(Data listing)
────

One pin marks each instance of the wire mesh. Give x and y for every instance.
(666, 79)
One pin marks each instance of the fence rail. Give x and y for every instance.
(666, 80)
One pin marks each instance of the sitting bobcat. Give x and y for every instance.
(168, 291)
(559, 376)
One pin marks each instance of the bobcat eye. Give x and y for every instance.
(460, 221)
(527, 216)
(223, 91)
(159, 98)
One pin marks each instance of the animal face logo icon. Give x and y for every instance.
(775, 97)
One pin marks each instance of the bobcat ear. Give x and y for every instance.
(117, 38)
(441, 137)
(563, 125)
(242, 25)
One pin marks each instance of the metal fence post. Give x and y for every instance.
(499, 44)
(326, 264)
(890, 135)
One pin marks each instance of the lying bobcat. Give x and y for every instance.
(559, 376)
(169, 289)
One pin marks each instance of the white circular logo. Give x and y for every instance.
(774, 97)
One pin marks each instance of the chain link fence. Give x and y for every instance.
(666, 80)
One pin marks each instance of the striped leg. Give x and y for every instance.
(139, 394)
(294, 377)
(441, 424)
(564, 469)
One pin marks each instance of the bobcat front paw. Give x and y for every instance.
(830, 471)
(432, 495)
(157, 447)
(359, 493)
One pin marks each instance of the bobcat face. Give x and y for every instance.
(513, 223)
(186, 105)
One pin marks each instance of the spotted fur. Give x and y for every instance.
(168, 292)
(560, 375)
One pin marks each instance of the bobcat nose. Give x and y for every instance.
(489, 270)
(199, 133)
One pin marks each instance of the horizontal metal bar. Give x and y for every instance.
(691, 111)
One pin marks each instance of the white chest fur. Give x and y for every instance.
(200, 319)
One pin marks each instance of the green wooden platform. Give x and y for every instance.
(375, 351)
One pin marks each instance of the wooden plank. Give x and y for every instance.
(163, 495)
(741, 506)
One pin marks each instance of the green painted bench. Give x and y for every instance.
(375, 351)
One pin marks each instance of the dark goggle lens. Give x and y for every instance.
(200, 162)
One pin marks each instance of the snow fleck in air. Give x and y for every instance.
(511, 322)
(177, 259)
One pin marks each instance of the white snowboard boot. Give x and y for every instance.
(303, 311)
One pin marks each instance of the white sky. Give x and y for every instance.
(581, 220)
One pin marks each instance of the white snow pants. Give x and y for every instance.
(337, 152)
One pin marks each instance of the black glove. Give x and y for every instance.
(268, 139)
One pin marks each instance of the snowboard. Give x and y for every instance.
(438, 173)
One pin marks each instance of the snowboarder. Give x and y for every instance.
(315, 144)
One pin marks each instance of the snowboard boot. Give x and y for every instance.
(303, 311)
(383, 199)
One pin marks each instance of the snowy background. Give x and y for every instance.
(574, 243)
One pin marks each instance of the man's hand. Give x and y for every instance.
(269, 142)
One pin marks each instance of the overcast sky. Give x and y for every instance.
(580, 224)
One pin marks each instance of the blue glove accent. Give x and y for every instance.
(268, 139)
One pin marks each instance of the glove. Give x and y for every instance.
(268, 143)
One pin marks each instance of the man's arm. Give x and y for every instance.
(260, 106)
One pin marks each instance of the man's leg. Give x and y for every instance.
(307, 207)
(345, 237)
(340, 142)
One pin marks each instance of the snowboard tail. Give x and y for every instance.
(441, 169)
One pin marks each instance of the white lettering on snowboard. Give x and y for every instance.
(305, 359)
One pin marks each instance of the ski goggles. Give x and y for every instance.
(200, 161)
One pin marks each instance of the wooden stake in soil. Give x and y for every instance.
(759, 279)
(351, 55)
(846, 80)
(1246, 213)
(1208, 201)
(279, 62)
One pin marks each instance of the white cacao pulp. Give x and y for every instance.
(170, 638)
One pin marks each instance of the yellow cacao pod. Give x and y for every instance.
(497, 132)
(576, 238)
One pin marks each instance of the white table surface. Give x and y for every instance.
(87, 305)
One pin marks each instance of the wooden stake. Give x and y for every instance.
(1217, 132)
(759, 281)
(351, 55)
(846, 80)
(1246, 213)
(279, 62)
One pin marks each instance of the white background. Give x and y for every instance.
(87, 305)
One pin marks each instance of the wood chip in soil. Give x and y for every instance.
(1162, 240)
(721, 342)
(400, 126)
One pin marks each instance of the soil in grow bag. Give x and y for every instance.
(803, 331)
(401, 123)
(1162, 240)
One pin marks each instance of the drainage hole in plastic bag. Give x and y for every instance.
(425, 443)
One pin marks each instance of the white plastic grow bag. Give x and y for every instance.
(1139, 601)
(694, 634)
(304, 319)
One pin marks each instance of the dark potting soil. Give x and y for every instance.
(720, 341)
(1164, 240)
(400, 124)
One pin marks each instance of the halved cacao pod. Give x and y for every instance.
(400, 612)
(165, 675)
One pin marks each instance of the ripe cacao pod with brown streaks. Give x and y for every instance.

────

### What you need to do
Transcribe the data. Leave every line exactly as it is.

### Output of the task
One pin marks each instance of the wire mesh. Give x and y for every instance.
(666, 79)
One pin marks each instance of the fence rail. Give x and y for every instance.
(666, 80)
One pin marks each instance of the sitting bobcat. Give x and y for every instance.
(168, 291)
(559, 376)
One pin marks each instance of the bobcat eye. Give x and y for every instance.
(460, 221)
(527, 216)
(223, 91)
(159, 98)
One pin marks each instance of the animal face logo icon. Give x and y for every instance.
(775, 97)
One pin marks each instance of the bobcat ear. Give x and y for every instance.
(117, 38)
(441, 137)
(563, 125)
(242, 25)
One pin marks each instance of the metal fence post. Give x and y for every instance.
(499, 44)
(326, 264)
(890, 135)
One pin marks each instance of the lying bobcat. Give x and y for every instance.
(559, 376)
(169, 289)
One pin marks each instance of the white circular logo. Give x and y for every instance.
(774, 97)
One pin marks each instance of the chain link fence. Give x and y for every instance.
(666, 80)
One pin marks each instance of the striped leg. Give x and y for every instance.
(139, 394)
(294, 377)
(441, 424)
(564, 469)
One pin marks each instance of the bobcat front paw. Give x and y for every instance.
(830, 471)
(432, 495)
(157, 447)
(359, 493)
One pin marks each instance of the bobcat face. Give x and y for every instance.
(513, 223)
(186, 105)
One pin marks each instance of the spotted fur. Give x and y for every instance.
(168, 292)
(560, 375)
One pin marks each instance of the bobcat nose. Give x and y for every instance.
(489, 270)
(199, 133)
One pin marks each instance of the horizontal metal bar. Give x and y for every instance.
(691, 111)
One pin marks each instance of the white chest fur. Give x and y for every instance.
(200, 319)
One pin marks each instance of the green wooden platform. Give x and y for every instance.
(375, 351)
One pin marks each instance of the wooden plank. Give x and y for every instance.
(163, 495)
(741, 506)
One pin marks each instance of the green painted bench. Give x and y for every instance.
(375, 351)
One pin marks each instance of the dark goggle lens. Give x and y for every instance.
(200, 162)
One pin marks each instance of the snow fleck in air. Give x and y for every instance.
(511, 322)
(177, 259)
One pin marks each instance of the white snowboard boot. Give x and y for every instance.
(303, 311)
One pin marks each instance of the white sky. Give x and y for every instance.
(581, 220)
One pin marks each instance of the white snow pants. Give x and y for every instance.
(337, 152)
One pin marks each instance of the black glove. Give x and y for every instance.
(268, 139)
One pin marks each instance of the snowboard. Give x and y for every instance.
(438, 173)
One pin marks each instance of the snowboarder. Give x and y for every instance.
(315, 144)
One pin marks each instance of the snowboard boot. Give x and y for every instance.
(303, 311)
(383, 199)
One pin marks each instance of the snowy background. Give x and y for every instance.
(574, 243)
One pin marks each instance of the man's hand. Give x and y for every instance.
(269, 142)
One pin marks each instance of the overcast sky. Give x and y for every instance.
(580, 224)
One pin marks each instance of the blue glove accent. Give x and y for every instance.
(268, 139)
One pin marks each instance of the glove. Give x and y for every instance.
(268, 143)
One pin marks each instance of the man's arm. Give x and y for every instance.
(260, 106)
One pin marks each instance of the man's leg. Give x and y for every instance.
(307, 207)
(345, 237)
(340, 142)
One pin marks each instance of the snowboard tail. Give x and y for every instance.
(441, 169)
One pin marks each instance of the white lettering on snowboard. Give x and y for every instance.
(305, 359)
One pin marks each instance of the ski goggles. Give x and y for every instance.
(200, 161)
One pin marks each instance of the wooden stake in soil. Give x and y for every instance.
(759, 279)
(351, 55)
(846, 80)
(1246, 213)
(1208, 201)
(279, 62)
One pin marks each instance of the white cacao pulp. Give x and y for every instance.
(170, 638)
One pin marks each instance of the yellow cacao pod. Give x and y for every instance.
(497, 132)
(576, 238)
One pin marks each instance of the white table surface. Give x and y for every instance.
(87, 305)
One pin marks each instance of the wooden stake. Give x and y for every instance.
(1217, 132)
(759, 281)
(351, 55)
(846, 80)
(1246, 213)
(279, 62)
One pin marks each instance of the white background. Give x and y for every instance.
(87, 305)
One pin marks each instance of the wood chip in soil. Give x and y for every instance.
(1162, 240)
(721, 342)
(400, 126)
One pin marks each instance of the soil in grow bag. Give x and y for every instance.
(803, 331)
(401, 123)
(1162, 240)
One pin marks each instance of the drainage hole in plastic bag. Give x and y for every instance.
(425, 443)
One pin marks each instance of the white plastic grow bag. Give x and y for every instance.
(1139, 601)
(694, 634)
(304, 319)
One pin marks each instance of the dark potting soil. Give x and y for every instance.
(720, 341)
(1164, 240)
(400, 124)
One pin marks each instance of the halved cacao pod. Give x and y for every instance.
(400, 612)
(165, 675)
One pin marks each instance of the ripe cacao pod with brown streaks. Give x and y for every instance.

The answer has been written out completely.